Stated task 1: Return every line of the entries below that contains the word "each", matching case exactly.

Given text:
===

39 comments on this post

    Just too much about this doesn't make sense...why do the cave dwellers sometimes speak normally, then at other times for no apparent reason phase things strangley or use odd words like shale? How did a huge tree get in the middle of a cave, and more annoying happen to fall on cave kid who was at the bottom of a deep hole. Besides the absurdity of give me the phaser and let me trust, you and now give it back to me, Archer and his cave freind have no problem carring a kid with a broken leg back up the trecherous ledge all the way back up (80m) to the top...
    Convient that the old cave woman was the cave member who need treatmean so she could see her self in photo.
    Never understood why they thought an asteroid would make them think that humans attacked them.
    This episode just does not work for me on so many levels.

    Like the episodes that came before it, interesting enough for an hour, but I'm seeing how it could've been so much more. Not much to really say about it, 2 stars seems about right.

    Oh and ENT's first Shuttle Crash (TM). It's not as lame without Harry Kim failing to get a transporter lock on the survivors at least :)

    Ugh. What a supremely wasted opportunity. I wholeheartedly subscribe to Jammer's penultimate paragraph: Now THAT's a story I'd have liked to see.

===

Exercise material:
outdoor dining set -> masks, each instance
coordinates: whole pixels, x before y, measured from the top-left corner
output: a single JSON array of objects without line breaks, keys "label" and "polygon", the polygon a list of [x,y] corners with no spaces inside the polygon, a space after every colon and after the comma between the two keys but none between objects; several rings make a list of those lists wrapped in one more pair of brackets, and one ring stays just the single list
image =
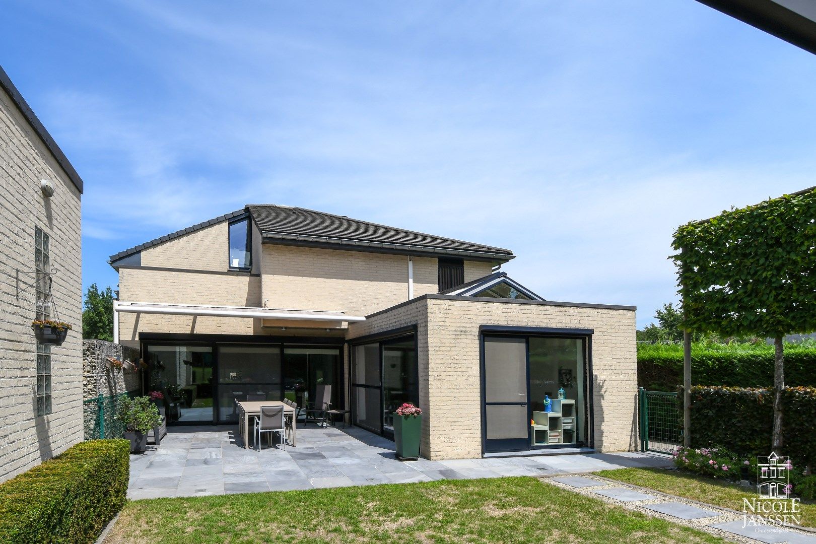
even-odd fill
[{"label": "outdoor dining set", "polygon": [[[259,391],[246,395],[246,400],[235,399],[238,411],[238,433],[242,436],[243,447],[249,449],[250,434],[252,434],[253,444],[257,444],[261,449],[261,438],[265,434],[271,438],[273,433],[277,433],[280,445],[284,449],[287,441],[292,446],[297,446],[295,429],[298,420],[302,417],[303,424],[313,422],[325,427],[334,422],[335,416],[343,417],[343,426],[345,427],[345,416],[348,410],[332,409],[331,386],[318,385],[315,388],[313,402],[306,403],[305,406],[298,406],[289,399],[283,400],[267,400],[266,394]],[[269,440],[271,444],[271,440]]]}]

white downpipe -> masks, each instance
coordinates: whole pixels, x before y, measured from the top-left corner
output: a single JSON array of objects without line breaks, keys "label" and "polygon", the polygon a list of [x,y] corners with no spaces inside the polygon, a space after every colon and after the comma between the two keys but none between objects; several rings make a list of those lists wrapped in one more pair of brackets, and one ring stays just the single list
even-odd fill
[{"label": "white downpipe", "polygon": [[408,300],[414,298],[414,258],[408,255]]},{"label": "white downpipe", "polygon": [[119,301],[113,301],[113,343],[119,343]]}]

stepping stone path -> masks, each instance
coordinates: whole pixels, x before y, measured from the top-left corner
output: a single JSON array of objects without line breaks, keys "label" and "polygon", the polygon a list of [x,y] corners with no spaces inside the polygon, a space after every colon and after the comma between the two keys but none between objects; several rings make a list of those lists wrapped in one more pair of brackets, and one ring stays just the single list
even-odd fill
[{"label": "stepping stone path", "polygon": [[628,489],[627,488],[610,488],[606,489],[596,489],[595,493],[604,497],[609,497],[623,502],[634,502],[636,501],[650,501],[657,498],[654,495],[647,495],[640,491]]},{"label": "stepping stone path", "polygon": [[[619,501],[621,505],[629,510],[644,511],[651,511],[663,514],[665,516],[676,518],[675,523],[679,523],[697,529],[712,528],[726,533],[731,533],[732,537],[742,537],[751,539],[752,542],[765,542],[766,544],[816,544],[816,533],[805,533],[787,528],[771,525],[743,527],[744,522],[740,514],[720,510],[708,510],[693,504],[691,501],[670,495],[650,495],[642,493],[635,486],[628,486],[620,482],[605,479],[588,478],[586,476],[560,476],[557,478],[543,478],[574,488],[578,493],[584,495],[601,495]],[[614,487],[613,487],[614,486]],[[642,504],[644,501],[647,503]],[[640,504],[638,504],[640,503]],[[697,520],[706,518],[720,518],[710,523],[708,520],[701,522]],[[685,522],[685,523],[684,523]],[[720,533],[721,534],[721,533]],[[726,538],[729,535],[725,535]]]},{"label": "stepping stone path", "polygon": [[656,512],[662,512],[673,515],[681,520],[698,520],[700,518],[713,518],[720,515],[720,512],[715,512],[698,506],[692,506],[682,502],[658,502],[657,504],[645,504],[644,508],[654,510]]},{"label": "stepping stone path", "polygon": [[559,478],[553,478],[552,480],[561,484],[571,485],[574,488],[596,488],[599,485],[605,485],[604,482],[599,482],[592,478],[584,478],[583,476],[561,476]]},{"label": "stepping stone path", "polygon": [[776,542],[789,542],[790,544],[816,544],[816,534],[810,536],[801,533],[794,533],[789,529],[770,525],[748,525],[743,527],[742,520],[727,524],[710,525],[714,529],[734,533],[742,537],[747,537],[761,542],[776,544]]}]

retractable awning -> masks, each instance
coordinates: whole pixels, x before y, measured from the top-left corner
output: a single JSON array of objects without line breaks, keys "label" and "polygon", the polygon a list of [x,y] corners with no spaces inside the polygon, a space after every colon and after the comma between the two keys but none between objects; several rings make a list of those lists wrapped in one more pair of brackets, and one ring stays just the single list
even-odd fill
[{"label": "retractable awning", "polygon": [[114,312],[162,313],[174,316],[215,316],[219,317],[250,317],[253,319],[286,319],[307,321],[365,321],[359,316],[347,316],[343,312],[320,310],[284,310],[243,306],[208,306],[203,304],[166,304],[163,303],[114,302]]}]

===

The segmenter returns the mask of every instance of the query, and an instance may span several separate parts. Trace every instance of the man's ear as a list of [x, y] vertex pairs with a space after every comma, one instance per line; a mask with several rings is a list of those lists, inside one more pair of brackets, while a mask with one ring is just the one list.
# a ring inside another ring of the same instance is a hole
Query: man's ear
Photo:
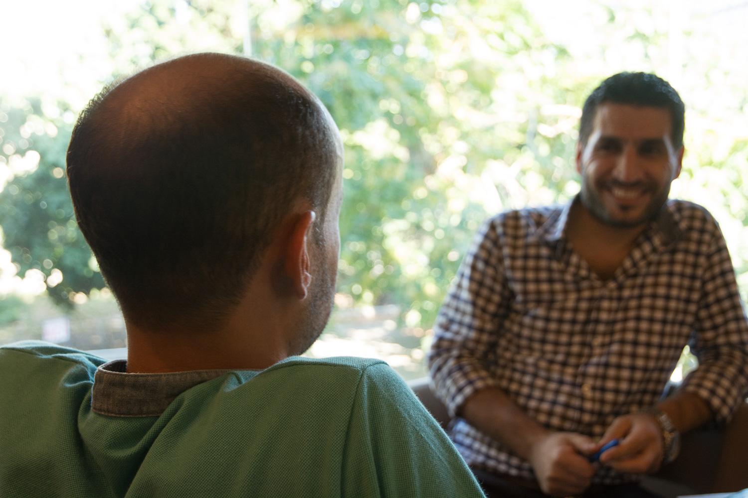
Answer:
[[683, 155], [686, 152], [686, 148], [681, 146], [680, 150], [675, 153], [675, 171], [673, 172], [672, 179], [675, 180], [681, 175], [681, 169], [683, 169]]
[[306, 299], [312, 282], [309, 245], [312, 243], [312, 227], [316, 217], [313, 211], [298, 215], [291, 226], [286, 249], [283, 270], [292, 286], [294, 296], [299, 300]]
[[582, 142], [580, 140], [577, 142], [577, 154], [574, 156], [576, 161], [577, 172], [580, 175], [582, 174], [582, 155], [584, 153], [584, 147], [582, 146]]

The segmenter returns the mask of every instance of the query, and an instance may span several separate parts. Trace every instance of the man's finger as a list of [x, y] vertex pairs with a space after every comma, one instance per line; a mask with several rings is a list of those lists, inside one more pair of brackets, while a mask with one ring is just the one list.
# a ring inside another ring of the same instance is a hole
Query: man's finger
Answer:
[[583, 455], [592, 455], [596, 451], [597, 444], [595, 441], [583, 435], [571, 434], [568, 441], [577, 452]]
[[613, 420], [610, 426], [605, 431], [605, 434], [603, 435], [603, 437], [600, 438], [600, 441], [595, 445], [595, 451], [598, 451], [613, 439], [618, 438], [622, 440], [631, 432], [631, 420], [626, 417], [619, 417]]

===

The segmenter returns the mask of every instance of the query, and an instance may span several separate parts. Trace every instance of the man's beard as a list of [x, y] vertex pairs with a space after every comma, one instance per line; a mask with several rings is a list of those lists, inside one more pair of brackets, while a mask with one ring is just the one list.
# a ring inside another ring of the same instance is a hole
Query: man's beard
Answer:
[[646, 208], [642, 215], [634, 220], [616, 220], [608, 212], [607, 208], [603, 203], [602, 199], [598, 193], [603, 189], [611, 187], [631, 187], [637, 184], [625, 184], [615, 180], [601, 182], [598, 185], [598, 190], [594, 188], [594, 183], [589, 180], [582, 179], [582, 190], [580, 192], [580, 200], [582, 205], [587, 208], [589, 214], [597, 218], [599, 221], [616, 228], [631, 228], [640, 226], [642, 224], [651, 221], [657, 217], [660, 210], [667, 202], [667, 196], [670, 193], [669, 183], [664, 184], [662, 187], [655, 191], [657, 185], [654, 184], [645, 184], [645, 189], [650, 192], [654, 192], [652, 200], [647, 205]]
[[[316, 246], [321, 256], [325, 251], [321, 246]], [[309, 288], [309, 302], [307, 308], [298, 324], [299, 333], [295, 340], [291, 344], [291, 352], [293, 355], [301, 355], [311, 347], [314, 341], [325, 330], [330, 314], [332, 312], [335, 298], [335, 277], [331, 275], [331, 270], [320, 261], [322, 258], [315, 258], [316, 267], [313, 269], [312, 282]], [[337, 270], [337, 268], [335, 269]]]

===

Stated task 2: Echo the stretch of the episode comments from "Oh and ENT's" through "liked to see.", word for word.

Result 1:
outdoor dining set -> masks, each instance
white downpipe -> masks, each instance
stepping stone path -> masks, each instance
retractable awning -> masks, each instance

Result 2:
Oh and ENT's first Shuttle Crash (TM). It's not as lame without Harry Kim failing to get a transporter lock on the survivors at least :)

    Ugh. What a supremely wasted opportunity. I wholeheartedly subscribe to Jammer's penultimate paragraph: Now THAT's a story I'd have liked to see.